Tasks:
[a] Translate this sentence from the blog post about Twitter into French: "Being a mega early adopter means having to accept that sometimes things won’t run right."
[b] Transcribe the passage of the blog post about Twitter that begins at "1. 1 Jake McKee" and stops after "function over time?".

Document excerpt:
Leave Twitter Alone

Where is Chris Cocker when you need him, anyway, next time you are on the verge of another jibe at Twitters expense you should bare this in mind. We are the early adopters and some of us are also some of the heaviest users of twitter, some people have literally 10’s of thousands of followers. Some, who are weblebreties, post tweets that attract 30 to 40 responses to every 140 character gem of wisdom is dropped. From what I understand it is the number of @ messages that are makes Twitter a difficult technology to scale. When I see the Fail Whale I just come back later, like others i’ve become rather fond of it.

Being a mega early adopter means having to accept that sometimes things won’t run right. The guys at Twitter are building a technology that has never existed before, and they are doing it while everyone is using it. Talk about building a plane while flying it and transporting passengers, I wish them the best of luck.

Love the fail whale, check out the t-shirts.

4 Responses to “Leave Twitter Alone”


  1. 1 Jake McKee

    Come on man! @replies are not scalable??? That’s a serious cop out. If the Web is so rickity that @replies aren’t scalable, what hope would any other application have? Amazon? Craigslist? eBay? Gmail? YouTube? You’re really saying that @replies are such a massive technical challenge that it’s nearly impossible to make it function over time?

    Twitter is simply poorly written.

Extracted data:
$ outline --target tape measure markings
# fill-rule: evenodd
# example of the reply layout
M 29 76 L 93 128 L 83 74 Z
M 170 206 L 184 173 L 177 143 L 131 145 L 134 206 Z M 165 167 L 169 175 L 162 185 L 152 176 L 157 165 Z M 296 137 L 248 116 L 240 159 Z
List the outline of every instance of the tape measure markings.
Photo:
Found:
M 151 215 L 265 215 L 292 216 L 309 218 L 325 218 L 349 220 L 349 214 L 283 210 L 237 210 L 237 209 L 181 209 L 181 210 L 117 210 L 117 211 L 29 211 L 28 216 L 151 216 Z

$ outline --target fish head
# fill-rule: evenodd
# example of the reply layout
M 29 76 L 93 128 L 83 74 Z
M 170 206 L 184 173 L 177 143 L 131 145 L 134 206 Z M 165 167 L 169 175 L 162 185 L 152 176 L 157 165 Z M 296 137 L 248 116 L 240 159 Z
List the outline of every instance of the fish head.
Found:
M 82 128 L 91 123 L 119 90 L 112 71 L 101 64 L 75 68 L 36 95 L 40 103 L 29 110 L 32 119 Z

...

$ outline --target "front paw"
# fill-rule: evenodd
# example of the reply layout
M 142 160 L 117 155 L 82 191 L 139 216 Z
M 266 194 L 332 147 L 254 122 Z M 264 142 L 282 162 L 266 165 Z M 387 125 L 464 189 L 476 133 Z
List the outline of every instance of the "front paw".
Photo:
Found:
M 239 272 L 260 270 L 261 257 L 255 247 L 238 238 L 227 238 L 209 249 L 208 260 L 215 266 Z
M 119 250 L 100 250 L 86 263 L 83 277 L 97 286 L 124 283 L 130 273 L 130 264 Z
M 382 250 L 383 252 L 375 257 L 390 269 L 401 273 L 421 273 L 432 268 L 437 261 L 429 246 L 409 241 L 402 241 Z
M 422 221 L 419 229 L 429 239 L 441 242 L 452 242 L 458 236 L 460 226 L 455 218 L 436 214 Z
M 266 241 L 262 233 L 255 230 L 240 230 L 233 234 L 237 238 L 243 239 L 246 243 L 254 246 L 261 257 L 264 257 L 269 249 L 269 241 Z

Problem solutions:
[a] Être un utilisateur de la toute première heure signifie devoir accepter que, parfois, les choses ne fonctionnent pas correctement.

[b]
1. 1 Jake McKee

    Come on man! @replies are not scalable??? That’s a serious cop out. If the Web is so rickity that @replies aren’t scalable, what hope would any other application have? Amazon? Craigslist? eBay? Gmail? YouTube? You’re really saying that @replies are such a massive technical challenge that it’s nearly impossible to make it function over time?